Text provided:
* start *

Ἀργείων: differing mainly in metrical form from “Ἀχαιός” above: see on 1.79.

[229] οὗτος: see on v. 167.

πελώριος: an epith. of Ajax also H 211, P 174, 360.

ἕρκος Ἀχαιῶν: see on 1.284; as “Ζ 5, Η” 211. cf. “οὖρος Ἀχαιῶν Θ” 80, of Nestor; “ἕρμα πόληος Π” 549 prop of the city, of Sarpedon; “ἔρεισμ̓ Ἀκράγαντος” Pindar Ol. ii. 6, of Thero; “Τροίας κίονα” ib. 81 pillar of Troy, of Hecotr; ‘pillar of state’ Milton Par. Lost ii. 302.

[230] Ἰδομενεύς: see on “Α 145, Β” 645. Idomeneus is named by Helen without any question of Priam; at sight of him she cannot suppress the memory of a happy past, and hence the longing for her brothers. A more mechanical reason for the change in the form of question and answer, is that the repetition of Priam's inquiry would become monotonous.

θεὸς ὥς: equiv. to “θεοειδής” v. 16, “θεοείκελε Α 131, θεῷ ἐναλίγκιος β” 5.

[231] ἠγερέθονται: cf. B 304. The pres. serves to paint a picture.

[232] πολλάκι: generally appears in Homer without the final “ς”, see § 12 “ο”.

[233] ἵκοιτο: for the opt., cf. v. 216 where the iterative aor. “στάσκεν” in the principal clause corresponds to the aor. with “πολλάκι” in v. 232.

[235] κεν γνοίην: potential opt., sc. if you should ask me.

ἐύ: well, clearly.

καί τε: cf. 1.521.

οὔνομα: sc. the gen. of the pron. from “οὕς”.

[236] δοιώ: for this form of the numeral, see § 23 b.

κοσμήτορε: cf. v. 1, 1.16.

237 = Od. 11.300. — Castor and Poly deuces are mentioned only in this verse in Homer.

πύξ: with the fist, i.e. in boxing. See on 2.418.

[238] αὐτοκασιγνήτω: see on “Β 706. — τώ μοι κτλ”.: develops the thought of the first word of the verse, cf. 1.2.

μοί: dat. of likeness with “μία”, “the same who bore me.”

γείνατο: for the omission of the augment, see § 25 e.

* end *

What the task requires:
Please state what, according to the commentary notes, the present tense of ἠγερέθονται serves to do. The data that comes next is separate from the commentary notes above.

Provided data:

* start *

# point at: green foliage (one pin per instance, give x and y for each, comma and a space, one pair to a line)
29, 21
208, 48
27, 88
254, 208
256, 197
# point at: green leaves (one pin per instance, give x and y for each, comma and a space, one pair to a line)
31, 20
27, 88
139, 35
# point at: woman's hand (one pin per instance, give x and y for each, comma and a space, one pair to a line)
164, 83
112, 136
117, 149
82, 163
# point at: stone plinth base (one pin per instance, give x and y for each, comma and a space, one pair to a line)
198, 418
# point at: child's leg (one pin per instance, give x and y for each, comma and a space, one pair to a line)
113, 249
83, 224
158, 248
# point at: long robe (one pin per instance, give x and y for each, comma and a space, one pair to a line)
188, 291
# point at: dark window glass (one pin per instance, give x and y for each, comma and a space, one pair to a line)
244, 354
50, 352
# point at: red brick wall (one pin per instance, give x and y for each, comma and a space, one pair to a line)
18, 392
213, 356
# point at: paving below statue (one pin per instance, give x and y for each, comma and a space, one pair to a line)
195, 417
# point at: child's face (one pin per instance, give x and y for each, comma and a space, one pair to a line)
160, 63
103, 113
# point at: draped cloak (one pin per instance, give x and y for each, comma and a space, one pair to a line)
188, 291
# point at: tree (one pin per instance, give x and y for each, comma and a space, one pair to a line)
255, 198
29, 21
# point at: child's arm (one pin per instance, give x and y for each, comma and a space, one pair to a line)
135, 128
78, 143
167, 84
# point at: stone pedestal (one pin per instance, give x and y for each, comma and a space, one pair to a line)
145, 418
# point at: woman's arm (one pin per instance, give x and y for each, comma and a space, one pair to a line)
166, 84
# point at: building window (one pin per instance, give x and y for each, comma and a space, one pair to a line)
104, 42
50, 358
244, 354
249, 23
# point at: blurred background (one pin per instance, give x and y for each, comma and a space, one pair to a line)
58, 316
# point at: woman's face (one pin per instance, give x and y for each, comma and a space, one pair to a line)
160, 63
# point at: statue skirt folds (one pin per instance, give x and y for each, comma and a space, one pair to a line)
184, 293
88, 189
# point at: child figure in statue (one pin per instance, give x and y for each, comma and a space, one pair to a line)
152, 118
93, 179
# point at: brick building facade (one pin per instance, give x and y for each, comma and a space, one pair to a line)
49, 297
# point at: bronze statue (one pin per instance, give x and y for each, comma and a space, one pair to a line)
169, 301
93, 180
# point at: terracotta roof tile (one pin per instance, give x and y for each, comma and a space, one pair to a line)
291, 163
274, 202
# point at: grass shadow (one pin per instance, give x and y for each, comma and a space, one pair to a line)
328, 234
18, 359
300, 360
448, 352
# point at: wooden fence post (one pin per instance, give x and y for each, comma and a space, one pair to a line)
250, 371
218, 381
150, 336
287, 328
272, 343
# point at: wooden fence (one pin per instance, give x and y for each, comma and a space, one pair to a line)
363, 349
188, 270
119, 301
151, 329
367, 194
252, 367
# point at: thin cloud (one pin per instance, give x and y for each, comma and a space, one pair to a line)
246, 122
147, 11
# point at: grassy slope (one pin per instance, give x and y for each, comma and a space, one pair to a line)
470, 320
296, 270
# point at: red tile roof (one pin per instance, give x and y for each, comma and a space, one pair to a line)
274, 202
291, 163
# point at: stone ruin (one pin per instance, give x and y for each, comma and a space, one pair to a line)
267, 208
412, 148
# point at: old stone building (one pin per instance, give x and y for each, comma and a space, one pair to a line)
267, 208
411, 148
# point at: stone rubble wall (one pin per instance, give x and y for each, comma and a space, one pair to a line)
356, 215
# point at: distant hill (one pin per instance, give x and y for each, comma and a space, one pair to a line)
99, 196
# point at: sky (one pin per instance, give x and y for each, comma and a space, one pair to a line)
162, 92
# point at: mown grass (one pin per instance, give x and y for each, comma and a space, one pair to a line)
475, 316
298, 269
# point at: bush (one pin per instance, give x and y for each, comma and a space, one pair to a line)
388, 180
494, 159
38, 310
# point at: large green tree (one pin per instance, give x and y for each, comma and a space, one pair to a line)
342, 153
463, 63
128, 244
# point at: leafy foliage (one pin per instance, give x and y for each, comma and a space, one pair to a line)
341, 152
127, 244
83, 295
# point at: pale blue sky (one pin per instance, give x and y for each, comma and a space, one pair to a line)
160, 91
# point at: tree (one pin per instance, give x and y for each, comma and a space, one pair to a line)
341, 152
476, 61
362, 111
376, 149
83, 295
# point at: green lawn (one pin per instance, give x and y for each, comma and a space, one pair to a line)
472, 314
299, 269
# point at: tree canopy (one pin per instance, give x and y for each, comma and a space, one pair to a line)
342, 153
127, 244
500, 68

* end *

Complete response:
It serves to paint a picture.